Впоследствии выяснится, что дикая двузернянка — слишком далекая родственница культурных пшениц и родоначальницей их служить не может. Вавилов с иронией напишет о богатой восточной фантазии Аронсона. И если пока он с излишней доверчивостью принимает его выводы, то, во-первых, потому что они признаются «всеми авторами», а во-вторых, он делал лишь первые самостоятельные шаги в науке, и удивительно ли, что первые шаги оказались не очень верными? Зато направление, в котором он их делал, было выбрано с поразительной точностью. Не случайно же, скороговоркой сообщая в письме об обширной литературе, которую приходится ему осваивать в библиотеке Бюро, он подробно останавливался лишь на брошюре Аронсона.
----------
> [Задание A]: Сообщите, в скольких строках записей встречается слово «Provide», с учетом регистра букв. В ответе укажите только число.
----------
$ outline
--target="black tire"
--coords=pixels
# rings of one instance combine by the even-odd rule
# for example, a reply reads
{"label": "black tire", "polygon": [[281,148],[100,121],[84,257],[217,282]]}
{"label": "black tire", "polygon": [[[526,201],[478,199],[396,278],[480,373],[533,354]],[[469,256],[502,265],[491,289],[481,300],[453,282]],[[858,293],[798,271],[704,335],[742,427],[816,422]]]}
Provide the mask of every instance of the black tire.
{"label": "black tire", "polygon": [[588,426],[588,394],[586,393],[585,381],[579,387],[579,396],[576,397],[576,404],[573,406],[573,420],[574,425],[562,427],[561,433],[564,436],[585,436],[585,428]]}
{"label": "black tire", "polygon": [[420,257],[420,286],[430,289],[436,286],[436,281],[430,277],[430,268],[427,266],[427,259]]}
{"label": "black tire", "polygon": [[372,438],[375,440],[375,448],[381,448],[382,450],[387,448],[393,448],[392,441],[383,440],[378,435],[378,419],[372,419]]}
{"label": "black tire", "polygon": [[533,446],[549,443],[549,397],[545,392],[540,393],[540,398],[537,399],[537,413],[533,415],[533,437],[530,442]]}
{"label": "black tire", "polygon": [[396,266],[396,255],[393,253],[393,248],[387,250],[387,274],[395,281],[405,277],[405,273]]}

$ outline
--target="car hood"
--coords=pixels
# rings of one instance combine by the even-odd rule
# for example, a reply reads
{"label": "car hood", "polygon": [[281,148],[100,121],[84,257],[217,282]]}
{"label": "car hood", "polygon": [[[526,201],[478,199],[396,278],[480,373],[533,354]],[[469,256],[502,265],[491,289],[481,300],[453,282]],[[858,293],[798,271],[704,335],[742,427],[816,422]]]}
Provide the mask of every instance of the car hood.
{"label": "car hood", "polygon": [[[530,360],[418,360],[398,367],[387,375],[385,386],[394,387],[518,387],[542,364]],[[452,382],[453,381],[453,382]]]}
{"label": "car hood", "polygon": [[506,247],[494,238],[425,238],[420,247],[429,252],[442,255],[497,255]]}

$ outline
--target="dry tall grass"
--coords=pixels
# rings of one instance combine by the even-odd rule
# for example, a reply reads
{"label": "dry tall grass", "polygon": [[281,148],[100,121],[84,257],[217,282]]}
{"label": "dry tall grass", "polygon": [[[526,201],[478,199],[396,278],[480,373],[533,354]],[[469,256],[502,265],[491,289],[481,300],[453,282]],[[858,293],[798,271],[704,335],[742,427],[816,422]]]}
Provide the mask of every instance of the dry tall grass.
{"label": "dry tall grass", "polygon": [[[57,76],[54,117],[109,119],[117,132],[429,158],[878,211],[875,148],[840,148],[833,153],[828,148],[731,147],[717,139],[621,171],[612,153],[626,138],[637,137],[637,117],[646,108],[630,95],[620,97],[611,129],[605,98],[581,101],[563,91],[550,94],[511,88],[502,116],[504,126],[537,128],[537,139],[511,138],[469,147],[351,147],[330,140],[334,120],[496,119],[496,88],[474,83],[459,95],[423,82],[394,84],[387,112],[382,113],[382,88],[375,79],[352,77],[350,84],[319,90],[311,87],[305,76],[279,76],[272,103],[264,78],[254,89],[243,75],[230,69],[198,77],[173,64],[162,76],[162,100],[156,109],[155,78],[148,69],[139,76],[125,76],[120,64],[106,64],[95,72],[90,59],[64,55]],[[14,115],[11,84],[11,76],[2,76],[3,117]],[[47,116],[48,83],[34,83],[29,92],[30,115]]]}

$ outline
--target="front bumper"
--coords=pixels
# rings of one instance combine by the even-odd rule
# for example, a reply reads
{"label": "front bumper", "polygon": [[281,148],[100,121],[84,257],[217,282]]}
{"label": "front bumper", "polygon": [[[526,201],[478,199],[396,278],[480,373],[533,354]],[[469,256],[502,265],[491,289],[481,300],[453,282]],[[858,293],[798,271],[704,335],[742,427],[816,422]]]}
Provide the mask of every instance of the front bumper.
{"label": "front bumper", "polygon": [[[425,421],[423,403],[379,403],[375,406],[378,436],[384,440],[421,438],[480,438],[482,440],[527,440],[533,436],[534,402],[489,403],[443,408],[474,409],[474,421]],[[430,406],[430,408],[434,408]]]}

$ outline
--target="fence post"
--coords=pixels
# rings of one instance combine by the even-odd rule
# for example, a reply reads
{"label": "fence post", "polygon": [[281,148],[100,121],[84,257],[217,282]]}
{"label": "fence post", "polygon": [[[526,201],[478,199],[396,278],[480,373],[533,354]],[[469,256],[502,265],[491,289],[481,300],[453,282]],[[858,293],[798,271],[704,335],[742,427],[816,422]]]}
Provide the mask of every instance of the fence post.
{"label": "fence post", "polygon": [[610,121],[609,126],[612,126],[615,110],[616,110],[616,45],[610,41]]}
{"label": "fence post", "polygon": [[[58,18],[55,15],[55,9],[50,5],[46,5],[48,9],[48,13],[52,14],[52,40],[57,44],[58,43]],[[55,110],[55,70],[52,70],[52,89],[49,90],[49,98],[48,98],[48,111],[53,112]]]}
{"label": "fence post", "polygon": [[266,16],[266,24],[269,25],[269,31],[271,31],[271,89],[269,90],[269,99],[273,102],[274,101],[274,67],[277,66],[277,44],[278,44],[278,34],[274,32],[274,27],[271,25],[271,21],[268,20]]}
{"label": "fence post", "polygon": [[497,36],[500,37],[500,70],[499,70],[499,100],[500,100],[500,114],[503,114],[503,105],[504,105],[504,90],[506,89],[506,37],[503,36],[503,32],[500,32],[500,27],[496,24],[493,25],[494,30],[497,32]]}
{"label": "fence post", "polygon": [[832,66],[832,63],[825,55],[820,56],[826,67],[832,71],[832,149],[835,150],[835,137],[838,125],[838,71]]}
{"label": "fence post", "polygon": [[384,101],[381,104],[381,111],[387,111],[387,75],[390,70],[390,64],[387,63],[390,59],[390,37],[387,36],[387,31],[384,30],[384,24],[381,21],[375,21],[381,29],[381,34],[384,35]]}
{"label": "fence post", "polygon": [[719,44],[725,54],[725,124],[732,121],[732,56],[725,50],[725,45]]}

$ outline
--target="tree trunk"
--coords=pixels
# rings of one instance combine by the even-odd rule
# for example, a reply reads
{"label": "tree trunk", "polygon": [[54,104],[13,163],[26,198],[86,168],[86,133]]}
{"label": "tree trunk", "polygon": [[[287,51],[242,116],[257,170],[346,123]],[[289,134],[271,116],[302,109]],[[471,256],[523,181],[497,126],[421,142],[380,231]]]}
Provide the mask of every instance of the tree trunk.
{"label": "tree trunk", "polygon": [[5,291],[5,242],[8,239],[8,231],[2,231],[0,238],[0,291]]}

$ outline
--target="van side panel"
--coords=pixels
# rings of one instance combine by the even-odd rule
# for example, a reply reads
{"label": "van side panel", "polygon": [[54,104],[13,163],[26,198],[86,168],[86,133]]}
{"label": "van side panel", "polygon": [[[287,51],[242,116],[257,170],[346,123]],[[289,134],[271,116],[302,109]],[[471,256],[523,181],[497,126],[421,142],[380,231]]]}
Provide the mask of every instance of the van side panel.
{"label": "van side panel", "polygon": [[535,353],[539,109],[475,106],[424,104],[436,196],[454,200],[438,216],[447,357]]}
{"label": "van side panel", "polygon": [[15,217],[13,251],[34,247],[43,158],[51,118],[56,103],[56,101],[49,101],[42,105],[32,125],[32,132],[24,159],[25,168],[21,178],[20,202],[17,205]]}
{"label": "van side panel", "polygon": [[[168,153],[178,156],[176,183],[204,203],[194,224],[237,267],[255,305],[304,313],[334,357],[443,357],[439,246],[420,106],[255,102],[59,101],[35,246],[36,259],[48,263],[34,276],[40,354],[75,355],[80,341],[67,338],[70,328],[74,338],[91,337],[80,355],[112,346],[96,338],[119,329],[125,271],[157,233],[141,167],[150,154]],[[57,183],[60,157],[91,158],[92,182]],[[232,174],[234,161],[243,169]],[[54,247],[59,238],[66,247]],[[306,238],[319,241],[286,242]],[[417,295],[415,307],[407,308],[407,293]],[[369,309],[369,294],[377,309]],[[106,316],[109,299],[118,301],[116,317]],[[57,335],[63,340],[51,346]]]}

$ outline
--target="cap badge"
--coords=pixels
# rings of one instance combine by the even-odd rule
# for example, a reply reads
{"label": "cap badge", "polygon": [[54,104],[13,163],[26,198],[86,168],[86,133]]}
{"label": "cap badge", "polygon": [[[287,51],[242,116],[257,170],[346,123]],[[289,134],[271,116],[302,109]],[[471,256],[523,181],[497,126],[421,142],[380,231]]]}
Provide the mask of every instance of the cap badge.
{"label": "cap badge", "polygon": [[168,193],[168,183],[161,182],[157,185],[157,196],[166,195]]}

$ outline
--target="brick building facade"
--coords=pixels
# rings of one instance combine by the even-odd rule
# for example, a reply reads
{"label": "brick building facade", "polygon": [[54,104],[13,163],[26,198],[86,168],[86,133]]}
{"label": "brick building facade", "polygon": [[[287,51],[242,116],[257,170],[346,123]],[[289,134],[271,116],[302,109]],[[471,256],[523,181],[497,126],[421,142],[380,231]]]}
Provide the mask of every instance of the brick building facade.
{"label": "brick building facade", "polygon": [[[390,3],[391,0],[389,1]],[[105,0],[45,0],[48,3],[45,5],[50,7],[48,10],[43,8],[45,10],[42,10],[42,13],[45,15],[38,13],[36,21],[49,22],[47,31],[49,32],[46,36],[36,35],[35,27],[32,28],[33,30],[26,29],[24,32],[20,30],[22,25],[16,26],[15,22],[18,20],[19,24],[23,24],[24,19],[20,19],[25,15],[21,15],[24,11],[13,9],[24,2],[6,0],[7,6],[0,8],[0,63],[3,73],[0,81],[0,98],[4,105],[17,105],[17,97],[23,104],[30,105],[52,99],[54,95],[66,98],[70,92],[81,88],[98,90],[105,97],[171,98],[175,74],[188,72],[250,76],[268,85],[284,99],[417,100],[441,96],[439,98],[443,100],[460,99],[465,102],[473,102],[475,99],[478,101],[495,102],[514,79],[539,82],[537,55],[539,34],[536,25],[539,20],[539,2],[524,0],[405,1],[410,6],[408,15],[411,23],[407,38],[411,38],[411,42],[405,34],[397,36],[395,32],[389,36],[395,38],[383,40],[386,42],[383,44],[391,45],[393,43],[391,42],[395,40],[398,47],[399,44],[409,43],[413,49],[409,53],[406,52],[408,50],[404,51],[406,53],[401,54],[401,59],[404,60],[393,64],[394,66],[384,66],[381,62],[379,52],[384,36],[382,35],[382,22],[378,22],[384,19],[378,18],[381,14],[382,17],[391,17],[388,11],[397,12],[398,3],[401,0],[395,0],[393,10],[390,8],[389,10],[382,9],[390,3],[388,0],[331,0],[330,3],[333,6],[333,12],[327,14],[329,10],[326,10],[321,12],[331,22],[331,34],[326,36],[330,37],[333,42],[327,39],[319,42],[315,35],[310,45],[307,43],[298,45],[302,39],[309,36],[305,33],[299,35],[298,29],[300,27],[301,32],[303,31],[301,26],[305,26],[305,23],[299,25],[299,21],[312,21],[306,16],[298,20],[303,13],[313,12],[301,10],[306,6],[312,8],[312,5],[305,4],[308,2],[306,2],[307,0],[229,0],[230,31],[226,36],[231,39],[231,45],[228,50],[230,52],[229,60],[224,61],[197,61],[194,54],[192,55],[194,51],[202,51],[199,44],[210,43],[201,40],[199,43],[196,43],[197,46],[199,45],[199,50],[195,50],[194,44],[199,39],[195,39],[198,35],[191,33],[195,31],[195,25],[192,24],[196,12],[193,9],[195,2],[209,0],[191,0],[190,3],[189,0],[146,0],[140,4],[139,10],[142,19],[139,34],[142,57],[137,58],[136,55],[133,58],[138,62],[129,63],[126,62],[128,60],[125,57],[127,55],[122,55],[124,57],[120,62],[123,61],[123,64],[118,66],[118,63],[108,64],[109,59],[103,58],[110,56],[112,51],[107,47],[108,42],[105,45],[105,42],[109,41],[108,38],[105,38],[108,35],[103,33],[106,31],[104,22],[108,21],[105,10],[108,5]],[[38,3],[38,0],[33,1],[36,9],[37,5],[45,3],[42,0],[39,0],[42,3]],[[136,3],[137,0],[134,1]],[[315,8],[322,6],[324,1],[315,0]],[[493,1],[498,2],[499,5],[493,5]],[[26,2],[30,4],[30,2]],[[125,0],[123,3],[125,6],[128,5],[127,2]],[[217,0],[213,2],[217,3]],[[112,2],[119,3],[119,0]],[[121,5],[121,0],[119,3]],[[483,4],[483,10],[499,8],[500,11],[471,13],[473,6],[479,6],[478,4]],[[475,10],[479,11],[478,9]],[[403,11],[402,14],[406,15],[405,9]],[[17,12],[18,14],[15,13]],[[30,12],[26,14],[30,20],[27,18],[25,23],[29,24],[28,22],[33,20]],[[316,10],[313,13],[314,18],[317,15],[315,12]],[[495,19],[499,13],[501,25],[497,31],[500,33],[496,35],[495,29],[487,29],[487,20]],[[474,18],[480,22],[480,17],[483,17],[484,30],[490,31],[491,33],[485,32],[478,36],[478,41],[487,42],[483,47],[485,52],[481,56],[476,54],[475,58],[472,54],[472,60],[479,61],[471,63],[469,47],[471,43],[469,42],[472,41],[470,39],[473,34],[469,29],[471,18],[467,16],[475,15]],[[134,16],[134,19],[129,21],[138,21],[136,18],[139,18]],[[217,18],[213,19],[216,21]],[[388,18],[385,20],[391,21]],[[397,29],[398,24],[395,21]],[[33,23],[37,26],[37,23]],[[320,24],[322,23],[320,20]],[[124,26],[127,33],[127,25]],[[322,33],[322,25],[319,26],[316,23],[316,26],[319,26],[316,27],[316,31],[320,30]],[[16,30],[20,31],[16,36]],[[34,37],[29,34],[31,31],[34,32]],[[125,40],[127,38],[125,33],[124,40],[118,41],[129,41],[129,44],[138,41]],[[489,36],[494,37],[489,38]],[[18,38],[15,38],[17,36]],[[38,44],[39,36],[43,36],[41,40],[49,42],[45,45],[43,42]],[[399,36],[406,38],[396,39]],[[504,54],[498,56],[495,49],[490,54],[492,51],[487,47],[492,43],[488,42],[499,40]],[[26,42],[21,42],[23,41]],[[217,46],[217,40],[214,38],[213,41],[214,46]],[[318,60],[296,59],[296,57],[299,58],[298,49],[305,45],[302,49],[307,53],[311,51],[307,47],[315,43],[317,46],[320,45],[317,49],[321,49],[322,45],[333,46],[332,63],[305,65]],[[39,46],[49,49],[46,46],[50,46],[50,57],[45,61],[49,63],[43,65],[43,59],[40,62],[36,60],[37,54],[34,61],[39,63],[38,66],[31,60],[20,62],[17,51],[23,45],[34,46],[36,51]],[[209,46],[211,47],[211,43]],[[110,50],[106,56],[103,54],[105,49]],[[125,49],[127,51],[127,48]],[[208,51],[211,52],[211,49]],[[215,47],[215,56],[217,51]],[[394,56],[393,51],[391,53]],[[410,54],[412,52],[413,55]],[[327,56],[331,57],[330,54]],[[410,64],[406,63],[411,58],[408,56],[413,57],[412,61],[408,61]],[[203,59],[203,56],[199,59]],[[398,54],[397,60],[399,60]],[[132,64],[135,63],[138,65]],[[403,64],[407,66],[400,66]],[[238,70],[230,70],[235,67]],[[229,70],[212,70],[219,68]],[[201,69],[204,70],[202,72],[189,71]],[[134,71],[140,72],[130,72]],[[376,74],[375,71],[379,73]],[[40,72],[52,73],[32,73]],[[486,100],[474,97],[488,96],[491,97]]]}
----------
> [Задание B]: Процитируйте отрывок из текста о Вавилове, начиная со слов «Впоследствии выяснится, что» и заканчивая словами «на брошюре Аронсона.».

> [Ответ на задание A]: 9

> [Ответ на задание B]:
Впоследствии выяснится, что дикая двузернянка — слишком далекая родственница культурных пшениц и родоначальницей их служить не может. Вавилов с иронией напишет о богатой восточной фантазии Аронсона. И если пока он с излишней доверчивостью принимает его выводы, то, во-первых, потому что они признаются «всеми авторами», а во-вторых, он делал лишь первые самостоятельные шаги в науке, и удивительно ли, что первые шаги оказались не очень верными? Зато направление, в котором он их делал, было выбрано с поразительной точностью. Не случайно же, скороговоркой сообщая в письме об обширной литературе, которую приходится ему осваивать в библиотеке Бюро, он подробно останавливался лишь на брошюре Аронсона.